Print every item below line for line, with no character changed.

----------------------------------------

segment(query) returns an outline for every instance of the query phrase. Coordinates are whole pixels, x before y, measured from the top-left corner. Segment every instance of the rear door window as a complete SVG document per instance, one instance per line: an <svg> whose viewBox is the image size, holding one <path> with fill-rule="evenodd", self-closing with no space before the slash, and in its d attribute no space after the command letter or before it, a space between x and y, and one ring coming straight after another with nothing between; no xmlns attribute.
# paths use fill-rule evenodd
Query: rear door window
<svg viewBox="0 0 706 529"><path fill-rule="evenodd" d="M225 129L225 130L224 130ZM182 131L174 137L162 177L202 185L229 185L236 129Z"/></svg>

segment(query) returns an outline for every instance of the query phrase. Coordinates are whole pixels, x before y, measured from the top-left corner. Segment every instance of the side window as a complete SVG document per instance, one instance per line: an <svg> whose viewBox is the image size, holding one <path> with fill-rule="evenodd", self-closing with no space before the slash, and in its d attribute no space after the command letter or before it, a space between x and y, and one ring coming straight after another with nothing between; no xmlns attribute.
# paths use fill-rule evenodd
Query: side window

----------------------------------------

:: SOLUTION TO THIS EXERCISE ::
segment(query) returns an outline for every instance of the query phrase. Coordinates are whole pixels, x before y, measured from the top-left corner. Segment every instance of the rear door window as a complete SVG document per instance, one instance per line: an <svg> whose viewBox is the image size, holding one <path> with fill-rule="evenodd", self-closing with no space before the slash, and in its d attribute no space after the command letter or before it, a space between x and y, and one ring coming straight after another with nothing between; no xmlns attribute.
# paths use fill-rule evenodd
Query: rear door window
<svg viewBox="0 0 706 529"><path fill-rule="evenodd" d="M225 129L225 130L224 130ZM182 131L174 137L162 177L202 185L229 185L236 129Z"/></svg>

segment(query) returns an outline for every instance of the query phrase. Coordinates are whole pixels, x before y, measured from the top-left corner. Segment every instance of the side window as a complete SVG document per instance, one instance per line: an <svg> whose viewBox is the image size, holding one <path> with fill-rule="evenodd", self-closing with no space before the slash, and in its d attribute no space after the command letter or before it, a space between x and y, and one ring coming straight after another with nothing between; no xmlns attribute.
# paths use fill-rule evenodd
Query: side window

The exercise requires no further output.